With the material below, print exactly the lines between the line holding "Two rules. Place a point on every instance of the utility" and the line holding "Two rules. Place a point on every instance of the white", inclusive. Add nothing else.

Task data:
= = = =

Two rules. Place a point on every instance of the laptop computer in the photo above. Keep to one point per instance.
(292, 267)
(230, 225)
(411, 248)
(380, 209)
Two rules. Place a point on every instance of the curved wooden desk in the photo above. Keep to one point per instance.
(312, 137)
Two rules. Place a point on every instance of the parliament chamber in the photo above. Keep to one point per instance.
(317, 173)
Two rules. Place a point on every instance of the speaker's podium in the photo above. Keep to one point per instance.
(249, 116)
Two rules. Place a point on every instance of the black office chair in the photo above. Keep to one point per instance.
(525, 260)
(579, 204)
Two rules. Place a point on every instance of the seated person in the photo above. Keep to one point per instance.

= = = =

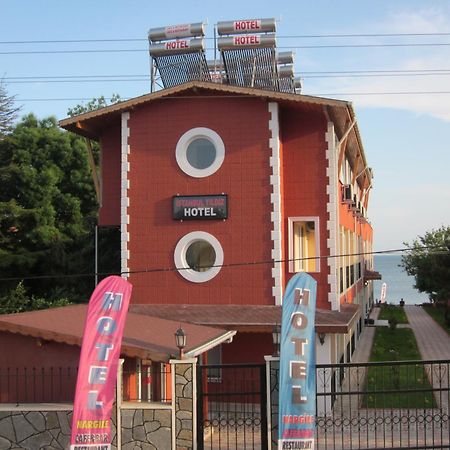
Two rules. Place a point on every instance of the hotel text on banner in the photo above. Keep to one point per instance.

= = = =

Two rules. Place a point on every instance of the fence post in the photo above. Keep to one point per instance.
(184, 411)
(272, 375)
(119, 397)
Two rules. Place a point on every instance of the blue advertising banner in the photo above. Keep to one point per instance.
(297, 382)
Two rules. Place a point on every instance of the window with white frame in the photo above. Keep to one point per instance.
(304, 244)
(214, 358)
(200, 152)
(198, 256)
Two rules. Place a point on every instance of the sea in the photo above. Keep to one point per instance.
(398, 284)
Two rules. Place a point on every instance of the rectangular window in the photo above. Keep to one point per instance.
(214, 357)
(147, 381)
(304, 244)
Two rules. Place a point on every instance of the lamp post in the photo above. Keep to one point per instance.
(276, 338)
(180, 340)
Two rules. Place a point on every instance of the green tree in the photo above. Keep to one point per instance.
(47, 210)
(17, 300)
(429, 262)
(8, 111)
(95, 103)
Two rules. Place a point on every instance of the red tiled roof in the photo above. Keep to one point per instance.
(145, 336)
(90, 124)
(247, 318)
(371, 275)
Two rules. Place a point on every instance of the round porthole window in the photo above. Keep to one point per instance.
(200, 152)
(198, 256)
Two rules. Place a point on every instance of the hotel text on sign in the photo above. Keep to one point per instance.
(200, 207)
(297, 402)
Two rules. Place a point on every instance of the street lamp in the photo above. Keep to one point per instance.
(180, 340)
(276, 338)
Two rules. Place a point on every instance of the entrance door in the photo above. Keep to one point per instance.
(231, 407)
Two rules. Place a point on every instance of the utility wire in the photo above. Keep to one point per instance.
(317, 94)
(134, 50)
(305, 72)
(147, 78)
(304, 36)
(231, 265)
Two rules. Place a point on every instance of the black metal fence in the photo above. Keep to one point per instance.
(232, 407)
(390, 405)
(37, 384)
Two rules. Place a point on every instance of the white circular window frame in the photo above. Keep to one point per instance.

= = = =

Answer to this exercise:
Two rules. Place a point on every instance of the utility wire in the photo above. Keep to one point per instance.
(317, 94)
(134, 50)
(305, 72)
(147, 78)
(304, 36)
(231, 265)
Two rules. Place a point on every instance of the black metal fence in the photo above. Keep to one point per instance.
(232, 407)
(390, 405)
(37, 384)
Two rules. Place a point on every instance of the white circular window frame in the photo above. Keep to one point per instance.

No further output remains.